DOCUMENT EXTRACT:
If you are completely new to playing the guitar then you may want to find the easiest songs to learn and play on the guitar to get you started. We’ve put together a comprehensive list of the easiest songs to play on a guitar that suits both electric and acoustic guitars. Before we get started on easy acoustic guitar songs let’s go over the basics.
Before you jump into learning easy guitar songs let’s make sure you’ve got your fundamental skills nailed. First of all, you need to hold your guitar in the right way with a good posture and proper hand positioning. Next, you will need to know your basic guitar chords as well as a variety of strumming patterns and how to use a capo. With these fundamental skills, you can pretty much learn any easy guitar songs you want. Let’s take a closer look at these skills before we jump in.
Basic Guitar Chords
If you want to play easy guitar songs then you must understand how to read basic tabs and know how to play the simplest open guitar chords. These chords include C, A, G, E, D, A minor, E minor and D minor. Once you’ve learned these at a basic level you can add in the F and B minor chords as well as some dominant sevens such as A7 and C7. Guitar chords make up the foundation for any song so they’re important to learn.

PROBLEM REQUIREMENTS: Rewrite the guitar text between "If you are completely" and "over the basics.", inclusive, replacing "comprehensive" with "complete". The records are separate material and are not part of the guitar text.

DATASET EXTRACT:
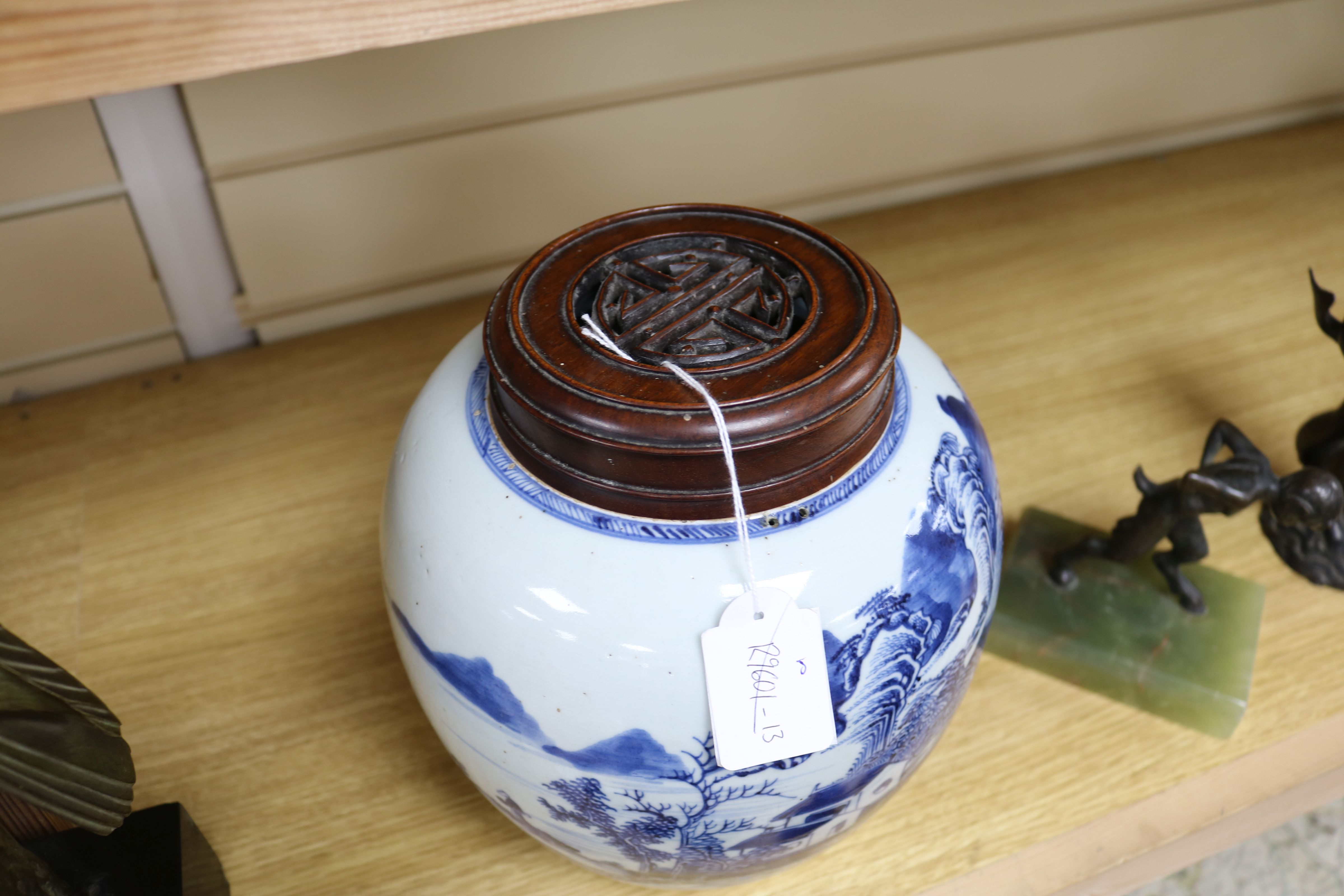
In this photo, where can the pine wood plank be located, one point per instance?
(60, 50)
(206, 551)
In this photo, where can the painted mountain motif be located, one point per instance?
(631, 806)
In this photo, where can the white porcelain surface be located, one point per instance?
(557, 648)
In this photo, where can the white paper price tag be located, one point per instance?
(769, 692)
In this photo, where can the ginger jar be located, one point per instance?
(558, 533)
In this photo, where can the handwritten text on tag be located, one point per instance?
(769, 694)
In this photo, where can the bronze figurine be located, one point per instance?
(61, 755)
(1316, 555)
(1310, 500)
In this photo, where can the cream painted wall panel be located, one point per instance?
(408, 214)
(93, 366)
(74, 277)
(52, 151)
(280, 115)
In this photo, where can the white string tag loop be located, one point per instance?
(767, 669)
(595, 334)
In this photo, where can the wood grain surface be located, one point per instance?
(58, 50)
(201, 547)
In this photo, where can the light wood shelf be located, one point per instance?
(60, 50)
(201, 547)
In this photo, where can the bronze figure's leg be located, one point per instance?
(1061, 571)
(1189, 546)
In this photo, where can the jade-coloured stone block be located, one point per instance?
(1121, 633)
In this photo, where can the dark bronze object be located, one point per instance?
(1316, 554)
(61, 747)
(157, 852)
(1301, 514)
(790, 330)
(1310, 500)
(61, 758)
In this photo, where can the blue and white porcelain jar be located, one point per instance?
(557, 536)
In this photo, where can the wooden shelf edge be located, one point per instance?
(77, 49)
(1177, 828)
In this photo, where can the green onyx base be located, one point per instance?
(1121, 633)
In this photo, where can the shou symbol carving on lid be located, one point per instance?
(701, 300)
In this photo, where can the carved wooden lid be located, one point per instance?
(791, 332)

==

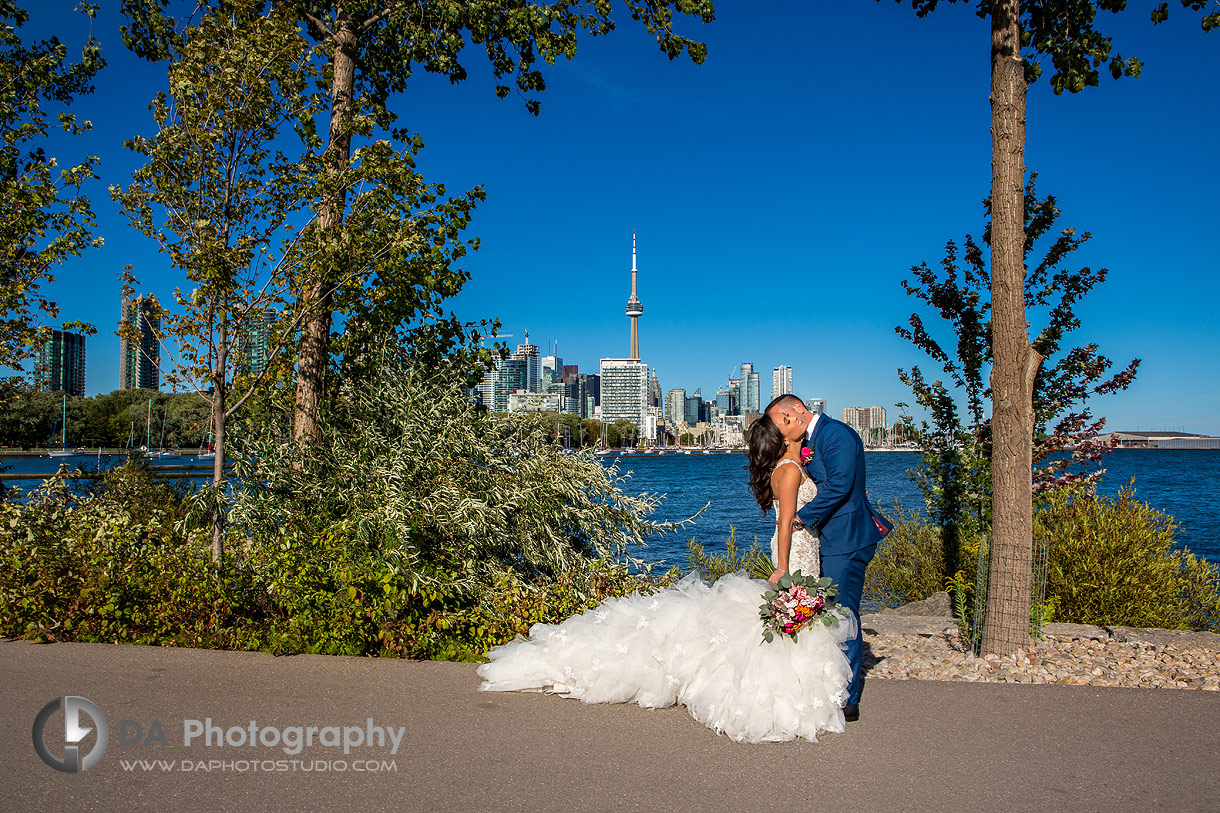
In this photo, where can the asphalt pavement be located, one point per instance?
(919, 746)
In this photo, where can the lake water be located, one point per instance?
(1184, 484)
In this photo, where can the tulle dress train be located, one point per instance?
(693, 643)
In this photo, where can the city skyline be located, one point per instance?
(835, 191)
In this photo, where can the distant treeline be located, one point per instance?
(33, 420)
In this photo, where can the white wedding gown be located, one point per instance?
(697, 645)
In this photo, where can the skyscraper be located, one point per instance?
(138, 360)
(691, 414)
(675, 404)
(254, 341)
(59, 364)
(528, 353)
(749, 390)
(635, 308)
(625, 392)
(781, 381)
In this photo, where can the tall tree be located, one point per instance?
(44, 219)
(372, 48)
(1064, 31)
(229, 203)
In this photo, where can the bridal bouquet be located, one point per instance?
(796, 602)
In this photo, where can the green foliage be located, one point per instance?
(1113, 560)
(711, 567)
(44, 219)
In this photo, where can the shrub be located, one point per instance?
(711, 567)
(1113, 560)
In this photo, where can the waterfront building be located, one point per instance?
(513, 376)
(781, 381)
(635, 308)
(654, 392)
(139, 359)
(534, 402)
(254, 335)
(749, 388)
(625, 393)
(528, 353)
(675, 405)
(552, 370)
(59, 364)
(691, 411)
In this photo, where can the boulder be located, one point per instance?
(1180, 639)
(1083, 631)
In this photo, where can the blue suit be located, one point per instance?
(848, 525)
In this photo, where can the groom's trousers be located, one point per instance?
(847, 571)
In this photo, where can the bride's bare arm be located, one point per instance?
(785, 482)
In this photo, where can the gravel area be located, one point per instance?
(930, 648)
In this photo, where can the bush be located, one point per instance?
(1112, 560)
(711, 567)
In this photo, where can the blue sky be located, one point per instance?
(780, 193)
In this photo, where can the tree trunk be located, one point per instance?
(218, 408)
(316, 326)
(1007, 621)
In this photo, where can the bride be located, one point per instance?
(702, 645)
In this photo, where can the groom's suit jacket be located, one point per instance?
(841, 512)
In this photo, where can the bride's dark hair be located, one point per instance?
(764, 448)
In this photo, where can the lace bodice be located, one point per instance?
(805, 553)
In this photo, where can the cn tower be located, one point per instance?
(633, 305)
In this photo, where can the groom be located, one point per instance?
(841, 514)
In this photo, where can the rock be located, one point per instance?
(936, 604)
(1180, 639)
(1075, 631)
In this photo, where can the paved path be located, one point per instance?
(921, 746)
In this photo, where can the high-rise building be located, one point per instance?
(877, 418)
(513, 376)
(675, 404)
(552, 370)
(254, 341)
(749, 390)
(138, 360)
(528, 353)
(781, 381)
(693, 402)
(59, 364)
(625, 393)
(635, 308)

OUTPUT OF THE TASK:
If you are completely new to playing the guitar then you may want to find the easiest songs to learn and play on the guitar to get you started. We’ve put together a complete list of the easiest songs to play on a guitar that suits both electric and acoustic guitars. Before we get started on easy acoustic guitar songs let’s go over the basics.